Considerava estéril a luta pelo aumento dos salários, visto a classe proletária ser incapaz de modificar a lei de bronze dos salários, que, segundo ele, é a pedra angular de toda a ciência “econômica”. Como bálsamo para todos os males, batia-se Lassalle pelas seguintes reivindicações:— sufrágio universal e subsídio do Estado às Associações de Produção. Negava, portanto, a luta econômica da classe proletária e a utilidade dos sindicatos. Esta concepção encontrou a seguinte réplica de Marx:

“Lassalle declarou-se contrário ao movimento de coalisão, escreve Marx a Engels em 13 de fevereiro de 1865. Liebknecht iniciou-o com seus próprios meios, entre os tipógrafos de Berlim, contrariando assim a vontade de Lassalle.”(2)

A forma usada por Lassalle para expor o problema dos sindicatos e das associações de produção, não podia deixar de provocar cerrado ataque de Marx e Engels, que, diante dela, convenceram-se imediatamente de que a “Associação Geral dos Trabalhadores” era uma espécie de partido pequeno-burguês, de caráter profundamente sectário.

> Material extraído:

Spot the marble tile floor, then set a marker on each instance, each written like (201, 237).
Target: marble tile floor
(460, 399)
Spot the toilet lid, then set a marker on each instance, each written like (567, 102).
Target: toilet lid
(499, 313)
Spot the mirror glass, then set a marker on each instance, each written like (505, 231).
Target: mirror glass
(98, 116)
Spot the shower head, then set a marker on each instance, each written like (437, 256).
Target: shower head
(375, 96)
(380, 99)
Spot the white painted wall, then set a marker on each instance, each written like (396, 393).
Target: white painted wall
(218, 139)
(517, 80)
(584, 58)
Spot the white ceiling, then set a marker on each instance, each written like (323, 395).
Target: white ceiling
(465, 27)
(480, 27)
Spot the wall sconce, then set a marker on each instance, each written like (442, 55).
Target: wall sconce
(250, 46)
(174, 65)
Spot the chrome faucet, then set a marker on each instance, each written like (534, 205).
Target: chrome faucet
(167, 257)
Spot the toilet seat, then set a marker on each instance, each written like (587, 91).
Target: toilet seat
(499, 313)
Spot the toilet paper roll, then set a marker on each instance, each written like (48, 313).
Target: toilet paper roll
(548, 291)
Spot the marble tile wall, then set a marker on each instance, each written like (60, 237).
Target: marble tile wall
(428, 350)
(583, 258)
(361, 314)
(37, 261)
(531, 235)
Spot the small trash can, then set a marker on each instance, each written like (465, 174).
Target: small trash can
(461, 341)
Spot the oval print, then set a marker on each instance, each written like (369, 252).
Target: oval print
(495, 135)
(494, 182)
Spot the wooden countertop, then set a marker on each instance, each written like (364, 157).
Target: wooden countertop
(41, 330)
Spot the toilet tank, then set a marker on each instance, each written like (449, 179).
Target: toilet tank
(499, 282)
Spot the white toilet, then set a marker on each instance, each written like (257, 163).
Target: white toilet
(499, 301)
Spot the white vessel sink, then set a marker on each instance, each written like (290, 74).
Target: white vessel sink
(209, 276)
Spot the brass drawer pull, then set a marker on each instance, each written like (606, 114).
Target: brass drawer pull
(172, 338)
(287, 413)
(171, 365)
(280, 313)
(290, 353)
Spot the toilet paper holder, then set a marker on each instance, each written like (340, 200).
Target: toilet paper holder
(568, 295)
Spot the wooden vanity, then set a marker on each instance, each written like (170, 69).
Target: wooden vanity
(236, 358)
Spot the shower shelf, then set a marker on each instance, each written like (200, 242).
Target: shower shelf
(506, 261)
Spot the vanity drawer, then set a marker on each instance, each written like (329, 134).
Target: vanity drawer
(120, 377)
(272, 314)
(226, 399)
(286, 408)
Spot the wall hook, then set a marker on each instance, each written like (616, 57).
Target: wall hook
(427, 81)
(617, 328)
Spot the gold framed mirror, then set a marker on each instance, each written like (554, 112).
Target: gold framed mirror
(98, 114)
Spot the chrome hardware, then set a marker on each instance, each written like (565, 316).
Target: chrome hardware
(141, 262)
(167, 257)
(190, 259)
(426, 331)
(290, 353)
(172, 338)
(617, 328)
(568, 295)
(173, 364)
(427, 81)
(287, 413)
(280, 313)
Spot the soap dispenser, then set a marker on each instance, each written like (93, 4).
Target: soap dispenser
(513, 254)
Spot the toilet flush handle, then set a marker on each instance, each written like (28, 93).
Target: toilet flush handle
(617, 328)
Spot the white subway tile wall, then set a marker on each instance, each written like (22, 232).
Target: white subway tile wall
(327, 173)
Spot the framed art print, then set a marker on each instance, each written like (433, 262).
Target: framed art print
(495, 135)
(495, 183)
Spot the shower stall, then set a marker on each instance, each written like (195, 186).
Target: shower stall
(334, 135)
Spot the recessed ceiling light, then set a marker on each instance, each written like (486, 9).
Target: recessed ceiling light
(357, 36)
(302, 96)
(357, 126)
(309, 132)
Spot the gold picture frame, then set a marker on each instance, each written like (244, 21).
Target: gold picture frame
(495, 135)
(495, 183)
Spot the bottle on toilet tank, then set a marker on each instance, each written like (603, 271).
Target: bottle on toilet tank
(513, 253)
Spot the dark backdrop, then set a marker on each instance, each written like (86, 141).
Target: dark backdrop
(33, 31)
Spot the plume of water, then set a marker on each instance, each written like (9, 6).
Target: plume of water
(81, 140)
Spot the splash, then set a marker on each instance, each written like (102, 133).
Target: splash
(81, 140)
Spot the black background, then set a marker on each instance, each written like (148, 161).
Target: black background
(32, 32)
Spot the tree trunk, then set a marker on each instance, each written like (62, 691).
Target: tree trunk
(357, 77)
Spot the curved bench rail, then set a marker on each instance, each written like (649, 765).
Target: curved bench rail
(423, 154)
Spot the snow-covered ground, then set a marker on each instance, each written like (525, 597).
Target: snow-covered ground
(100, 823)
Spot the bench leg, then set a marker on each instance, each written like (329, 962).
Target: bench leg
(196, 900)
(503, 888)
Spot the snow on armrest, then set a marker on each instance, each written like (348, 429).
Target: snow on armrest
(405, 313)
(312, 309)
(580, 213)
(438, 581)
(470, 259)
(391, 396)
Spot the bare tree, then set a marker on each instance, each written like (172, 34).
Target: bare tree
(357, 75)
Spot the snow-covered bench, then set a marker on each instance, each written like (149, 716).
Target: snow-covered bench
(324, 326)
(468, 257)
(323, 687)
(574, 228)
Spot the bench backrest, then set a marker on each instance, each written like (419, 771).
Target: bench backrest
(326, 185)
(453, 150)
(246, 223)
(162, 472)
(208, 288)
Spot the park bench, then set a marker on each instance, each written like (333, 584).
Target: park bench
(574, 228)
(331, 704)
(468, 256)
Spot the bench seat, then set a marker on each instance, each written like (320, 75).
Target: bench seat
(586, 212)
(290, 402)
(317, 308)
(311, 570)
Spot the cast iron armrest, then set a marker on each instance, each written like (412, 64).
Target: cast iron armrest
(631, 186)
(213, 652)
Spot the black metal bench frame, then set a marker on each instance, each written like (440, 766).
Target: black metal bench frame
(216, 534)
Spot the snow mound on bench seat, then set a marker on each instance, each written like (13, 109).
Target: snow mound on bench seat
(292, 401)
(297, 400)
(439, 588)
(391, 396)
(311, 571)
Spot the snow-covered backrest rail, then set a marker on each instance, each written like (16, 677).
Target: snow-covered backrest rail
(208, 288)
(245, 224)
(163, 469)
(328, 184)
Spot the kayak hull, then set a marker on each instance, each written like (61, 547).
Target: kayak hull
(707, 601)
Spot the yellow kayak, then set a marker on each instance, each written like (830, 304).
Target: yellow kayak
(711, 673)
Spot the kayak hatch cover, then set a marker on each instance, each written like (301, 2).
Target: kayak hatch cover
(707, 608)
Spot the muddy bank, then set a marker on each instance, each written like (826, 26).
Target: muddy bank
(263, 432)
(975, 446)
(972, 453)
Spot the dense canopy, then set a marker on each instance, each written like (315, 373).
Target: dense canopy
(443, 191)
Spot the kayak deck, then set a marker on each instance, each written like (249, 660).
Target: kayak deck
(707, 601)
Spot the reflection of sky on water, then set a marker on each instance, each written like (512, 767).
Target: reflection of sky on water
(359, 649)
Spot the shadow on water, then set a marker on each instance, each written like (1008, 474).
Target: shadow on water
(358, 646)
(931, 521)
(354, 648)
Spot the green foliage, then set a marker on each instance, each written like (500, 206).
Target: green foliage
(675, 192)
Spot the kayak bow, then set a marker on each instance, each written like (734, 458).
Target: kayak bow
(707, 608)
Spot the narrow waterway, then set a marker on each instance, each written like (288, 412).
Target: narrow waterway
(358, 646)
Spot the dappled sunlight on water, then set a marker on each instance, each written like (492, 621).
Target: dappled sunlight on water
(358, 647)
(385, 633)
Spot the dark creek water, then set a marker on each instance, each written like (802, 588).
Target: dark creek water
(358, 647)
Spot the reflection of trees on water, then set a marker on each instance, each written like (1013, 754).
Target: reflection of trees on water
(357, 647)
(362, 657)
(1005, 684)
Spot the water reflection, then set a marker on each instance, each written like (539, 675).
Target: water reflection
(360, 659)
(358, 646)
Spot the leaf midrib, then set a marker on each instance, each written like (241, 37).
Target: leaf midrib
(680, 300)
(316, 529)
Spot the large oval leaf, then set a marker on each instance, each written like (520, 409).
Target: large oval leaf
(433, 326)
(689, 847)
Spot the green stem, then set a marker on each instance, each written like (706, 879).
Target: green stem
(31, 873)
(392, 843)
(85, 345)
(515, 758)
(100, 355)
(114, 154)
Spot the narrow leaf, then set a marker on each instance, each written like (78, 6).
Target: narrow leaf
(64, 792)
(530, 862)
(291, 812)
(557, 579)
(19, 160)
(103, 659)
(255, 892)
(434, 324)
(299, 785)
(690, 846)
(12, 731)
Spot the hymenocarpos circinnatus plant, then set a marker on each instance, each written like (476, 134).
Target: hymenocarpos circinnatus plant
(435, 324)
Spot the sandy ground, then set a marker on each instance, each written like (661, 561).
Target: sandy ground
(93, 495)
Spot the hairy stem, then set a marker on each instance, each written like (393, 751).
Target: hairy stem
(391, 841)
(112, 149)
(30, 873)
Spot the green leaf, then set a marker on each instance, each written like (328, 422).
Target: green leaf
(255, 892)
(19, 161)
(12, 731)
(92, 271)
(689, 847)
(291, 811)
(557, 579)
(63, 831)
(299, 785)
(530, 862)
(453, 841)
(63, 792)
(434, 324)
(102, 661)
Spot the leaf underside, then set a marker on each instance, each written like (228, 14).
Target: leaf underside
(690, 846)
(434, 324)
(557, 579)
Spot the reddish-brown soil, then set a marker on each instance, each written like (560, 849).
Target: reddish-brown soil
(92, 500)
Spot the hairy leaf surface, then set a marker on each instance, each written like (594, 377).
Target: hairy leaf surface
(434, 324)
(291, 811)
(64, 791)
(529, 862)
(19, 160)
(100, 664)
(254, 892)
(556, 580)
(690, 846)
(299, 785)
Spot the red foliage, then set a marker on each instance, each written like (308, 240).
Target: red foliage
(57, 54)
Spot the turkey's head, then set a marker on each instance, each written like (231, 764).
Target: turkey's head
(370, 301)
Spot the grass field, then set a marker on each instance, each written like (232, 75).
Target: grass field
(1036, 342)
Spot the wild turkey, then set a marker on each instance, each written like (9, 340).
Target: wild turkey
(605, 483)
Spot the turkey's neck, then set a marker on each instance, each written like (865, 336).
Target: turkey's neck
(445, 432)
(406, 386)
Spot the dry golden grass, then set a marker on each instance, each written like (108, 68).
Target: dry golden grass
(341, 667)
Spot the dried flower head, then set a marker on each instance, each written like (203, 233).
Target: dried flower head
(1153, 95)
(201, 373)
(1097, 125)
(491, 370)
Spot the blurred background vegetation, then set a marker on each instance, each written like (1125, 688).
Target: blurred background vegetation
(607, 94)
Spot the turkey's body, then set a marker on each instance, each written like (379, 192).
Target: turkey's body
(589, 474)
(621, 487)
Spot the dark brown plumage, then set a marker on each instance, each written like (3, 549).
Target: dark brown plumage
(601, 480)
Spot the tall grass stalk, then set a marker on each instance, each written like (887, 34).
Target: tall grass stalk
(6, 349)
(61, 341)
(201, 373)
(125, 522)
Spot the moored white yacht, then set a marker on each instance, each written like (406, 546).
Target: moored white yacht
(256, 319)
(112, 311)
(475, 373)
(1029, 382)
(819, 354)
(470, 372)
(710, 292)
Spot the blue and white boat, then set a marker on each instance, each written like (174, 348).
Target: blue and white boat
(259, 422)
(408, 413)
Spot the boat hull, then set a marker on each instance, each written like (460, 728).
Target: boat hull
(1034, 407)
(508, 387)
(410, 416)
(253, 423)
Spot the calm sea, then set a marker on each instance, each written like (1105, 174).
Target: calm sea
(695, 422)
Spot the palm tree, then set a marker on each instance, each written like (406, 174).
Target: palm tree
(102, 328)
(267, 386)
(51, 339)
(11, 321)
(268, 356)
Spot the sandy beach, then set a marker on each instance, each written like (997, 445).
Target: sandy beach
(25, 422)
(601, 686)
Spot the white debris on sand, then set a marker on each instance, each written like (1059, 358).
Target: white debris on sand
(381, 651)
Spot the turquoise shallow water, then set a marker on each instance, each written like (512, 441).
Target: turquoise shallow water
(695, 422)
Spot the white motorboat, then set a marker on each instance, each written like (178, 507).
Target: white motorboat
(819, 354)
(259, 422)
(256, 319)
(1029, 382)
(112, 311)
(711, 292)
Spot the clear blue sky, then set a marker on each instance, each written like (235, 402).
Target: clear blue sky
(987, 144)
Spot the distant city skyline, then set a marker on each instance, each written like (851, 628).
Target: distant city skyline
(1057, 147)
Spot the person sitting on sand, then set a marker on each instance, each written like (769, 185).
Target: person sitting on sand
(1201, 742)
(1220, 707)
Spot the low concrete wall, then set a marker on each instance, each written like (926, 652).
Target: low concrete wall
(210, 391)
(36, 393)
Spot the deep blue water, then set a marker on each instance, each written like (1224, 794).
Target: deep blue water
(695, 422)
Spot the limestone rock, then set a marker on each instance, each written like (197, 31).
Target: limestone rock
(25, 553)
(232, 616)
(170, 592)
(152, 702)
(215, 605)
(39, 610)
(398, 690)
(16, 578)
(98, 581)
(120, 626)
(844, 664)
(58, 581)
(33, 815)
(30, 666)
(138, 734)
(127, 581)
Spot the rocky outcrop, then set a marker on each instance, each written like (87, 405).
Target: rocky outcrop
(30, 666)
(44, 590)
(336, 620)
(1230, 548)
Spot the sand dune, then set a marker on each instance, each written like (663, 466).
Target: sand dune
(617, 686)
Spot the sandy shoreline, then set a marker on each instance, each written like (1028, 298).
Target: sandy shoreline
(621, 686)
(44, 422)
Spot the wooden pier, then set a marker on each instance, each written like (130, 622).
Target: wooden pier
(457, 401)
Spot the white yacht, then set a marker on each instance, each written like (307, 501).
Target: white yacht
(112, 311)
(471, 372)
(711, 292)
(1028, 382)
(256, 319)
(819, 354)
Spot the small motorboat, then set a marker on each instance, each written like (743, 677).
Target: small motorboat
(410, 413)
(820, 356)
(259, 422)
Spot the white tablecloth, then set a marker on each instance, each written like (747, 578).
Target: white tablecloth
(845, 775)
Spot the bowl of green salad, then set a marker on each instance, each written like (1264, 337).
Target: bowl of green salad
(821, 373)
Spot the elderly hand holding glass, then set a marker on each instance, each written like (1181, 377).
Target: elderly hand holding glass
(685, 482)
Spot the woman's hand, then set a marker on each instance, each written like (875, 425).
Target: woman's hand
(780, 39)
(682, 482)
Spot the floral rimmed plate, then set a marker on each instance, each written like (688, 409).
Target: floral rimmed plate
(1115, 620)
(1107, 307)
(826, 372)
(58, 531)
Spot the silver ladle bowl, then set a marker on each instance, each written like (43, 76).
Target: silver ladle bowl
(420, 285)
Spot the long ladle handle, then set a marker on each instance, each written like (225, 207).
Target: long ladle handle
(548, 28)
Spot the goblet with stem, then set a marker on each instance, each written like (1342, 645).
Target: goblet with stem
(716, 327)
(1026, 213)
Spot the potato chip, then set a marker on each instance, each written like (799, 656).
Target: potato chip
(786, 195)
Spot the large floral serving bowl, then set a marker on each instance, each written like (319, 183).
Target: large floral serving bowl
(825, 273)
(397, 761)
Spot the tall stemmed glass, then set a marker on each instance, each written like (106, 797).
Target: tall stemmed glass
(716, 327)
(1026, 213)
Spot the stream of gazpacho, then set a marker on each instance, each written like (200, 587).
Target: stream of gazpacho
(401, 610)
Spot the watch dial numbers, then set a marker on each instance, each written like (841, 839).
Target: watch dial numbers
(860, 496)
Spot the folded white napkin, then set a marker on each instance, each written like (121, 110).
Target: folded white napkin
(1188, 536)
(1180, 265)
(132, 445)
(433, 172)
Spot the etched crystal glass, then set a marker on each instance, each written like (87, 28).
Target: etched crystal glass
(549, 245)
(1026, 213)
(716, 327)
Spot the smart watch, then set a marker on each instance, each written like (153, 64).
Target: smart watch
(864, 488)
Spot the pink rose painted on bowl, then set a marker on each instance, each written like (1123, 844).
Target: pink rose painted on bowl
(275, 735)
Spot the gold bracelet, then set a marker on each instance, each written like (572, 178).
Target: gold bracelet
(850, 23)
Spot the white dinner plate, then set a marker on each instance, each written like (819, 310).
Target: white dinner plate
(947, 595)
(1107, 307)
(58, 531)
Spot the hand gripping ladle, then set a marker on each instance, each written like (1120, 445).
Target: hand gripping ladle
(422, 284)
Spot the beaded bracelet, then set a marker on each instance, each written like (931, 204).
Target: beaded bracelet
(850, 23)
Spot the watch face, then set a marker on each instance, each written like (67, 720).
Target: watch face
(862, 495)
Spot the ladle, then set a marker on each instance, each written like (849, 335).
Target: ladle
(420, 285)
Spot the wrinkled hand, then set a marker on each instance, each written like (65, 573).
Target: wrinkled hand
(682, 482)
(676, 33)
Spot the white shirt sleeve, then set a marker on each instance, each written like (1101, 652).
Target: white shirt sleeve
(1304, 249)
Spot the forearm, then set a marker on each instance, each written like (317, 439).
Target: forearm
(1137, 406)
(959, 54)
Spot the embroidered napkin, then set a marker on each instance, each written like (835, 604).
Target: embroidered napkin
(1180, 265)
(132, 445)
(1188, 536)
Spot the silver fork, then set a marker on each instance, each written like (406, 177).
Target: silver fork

> Tarefa:
Continue o texto sobre Lassalle e os sindicatos a partir da última frase.

> Resultado da tarefa:
A chamada “lei de bronze” do salário foi a pedra de toque, para o início da luta entre Marx e Lassalle. Esta teoria era, no fundo, apenas a reedição das teorias proudhonianas e da lei de Malthus, sobre a procriação. Sua essência era a seguinte: — todos os esforços dispendidos pelo proletário, todas as suas lutas, nada influirão no sentido de melhorar a sua situação. E uma ideia que condena as lutas econômicas organizadas, considerando-as estéreis, não podia contar com as simpatias de Marx. Sua crítica rude à “lei de bronze” dos salários, incluiu a demonstração de que os salários se compõem de duas partes: — contêm o mínimo físico e o mínimo social, os quais oscilam de acordo com as condições histórico-sociais. Lassalle não só insistiu em sua “lei de bronze”,, como orientava-se cada vez mais para o Estado bismarkiano, subordinando tudo às subvenções do Estado.

“Inúmeras vezes assinalei que me bato pela associação individual e voluntária. Esta, porém, para poder constituir-se, deve obter do Estado — mediante empréstimo — o capital necessário.”(3)

“Para elevar nossa classe, para obter a liberdade, não somente de alguns trabalhadores, mas do próprio trabalho, são necessários milhões. E só o Estado e a legislação os podem dar.”(4)

Era esta a solução simplista, com que Lassalle, figura de grande capacidade, pretendia resolver o problema do trabalho. É necessário obter primeiro o direito de sufrágio universal e, depois... o governo distribuirá milhões e milhões...

Marx poderia deixar de combater esta utopia funesta, evidentemente pequeno-burguesa? Certamente, não!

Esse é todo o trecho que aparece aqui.